* **Text block**
++++++++++++++++++++

Macairog Sabiniano Alberto is a Filipino general and served as the former Commanding General of the Philippine Army. He is a graduate of the Philippine Military Academy "Sinagtala" Class of 1986.

Alberto's previous commands include the Intelligence Service of the Armed Forces of the Philippines (ISAFP), as well as the 2nd and 3rd Scout Ranger Battalions.

On March 2, 2020, President Rodrigo Duterte appointed Alberto as the new Ambassador to Israel.

Education
Alberto is a graduate of the Philippine Military Academy "Sinagtala" Class of 1986; other training programs he has completed include the Scout Ranger Course, Command and General Staff Course (Second highest in his class), Strategic Intel Course, Counterterrorism Fellowship Program in the US, and Public Management Major in Development and Security at the Development Academy of the Philippines (DAP). Alberto also holds a Master of Arts in Strategic Studies from the National Defense University in Fort Lesley J. McNair, Washington, D.C.

Military career
Lieutenant General Alberto's career started when he served as a Platoon Leader, then a Company Commander at the 2nd Infantry Division (Philippines). Afterwards, Alberto also became a member of the Special Forces as he joined the 1st Scout Ranger Regiment and became a Battalion Commander of two Scout Ranger Battalions; namely the 2nd and 3rd Scout Ranger Battalions, as a lieutenant colonel.

Throughout his career, Alberto was assigned from infantry, intelligence, staff, and special forces positions, and was well-respected among his peers and subordinates. Alberto also served as an Intelligence Officer for the Philippine Contingent in East Timor from 1999-2000. Alberto also headed the Department of Ground Warfare at the Philippine Military Academy, and served as Commandant of the Scout Ranger Training School.

Alberto became the 9th Commander of Task Force Davao in June 2014 and became the Brigade Commander of the 1001 Infantry Brigade of the 10th Infantry Division. Alberto was later appointed as the Chief of the Intelligence Service, Armed Forces of the Philippines (ISAFP), in August 2017. As the commander of the ISAFP, he launched intelligence operations against the New People's Army communist groups,  and the Maute group-Abu Sayyaf terrorist groups. Alberto also led intelligence operations throughout the Battle of Marawi against the terrorist's commanders Omar Maute, Abdullah Maute, and Isnilon Hapilon.

++++++++++++++++++++

* **Material**
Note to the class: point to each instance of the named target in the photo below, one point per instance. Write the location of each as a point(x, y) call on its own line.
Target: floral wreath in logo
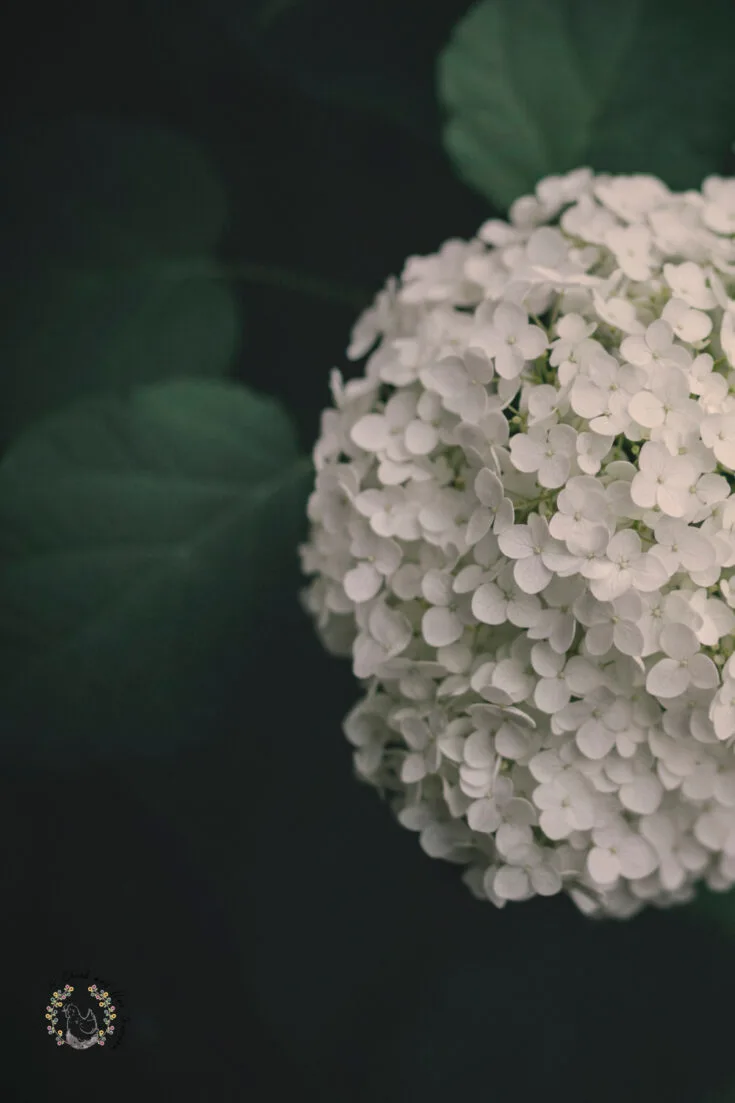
point(56, 1002)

++++++++++++++++++++

* **Exercises to complete**
• A. According to the biography of Macairog Alberto, in what month and year was he appointed Chief of the Intelligence Service, Armed Forces of the Philippines?
• B. Decide whether each statement agrees with the biography of Macairog Alberto. Give yes or no for each, and quote the words from the text that decide it.
(i) Alberto served as an Intelligence Officer in East Timor from 1999 to 2000.
(ii) Alberto placed first in his class in the Command and General Staff Course.
(iii) Alberto was appointed Ambassador to Israel in 2020.

* **Answer set**
• A. August 2017

• B.
(i) Yes: "Alberto also served as an Intelligence Officer for the Philippine Contingent in East Timor from 1999-2000."
(ii) No: "Command and General Staff Course (Second highest in his class)"
(iii) Yes: "On March 2, 2020, President Rodrigo Duterte appointed Alberto as the new Ambassador to Israel."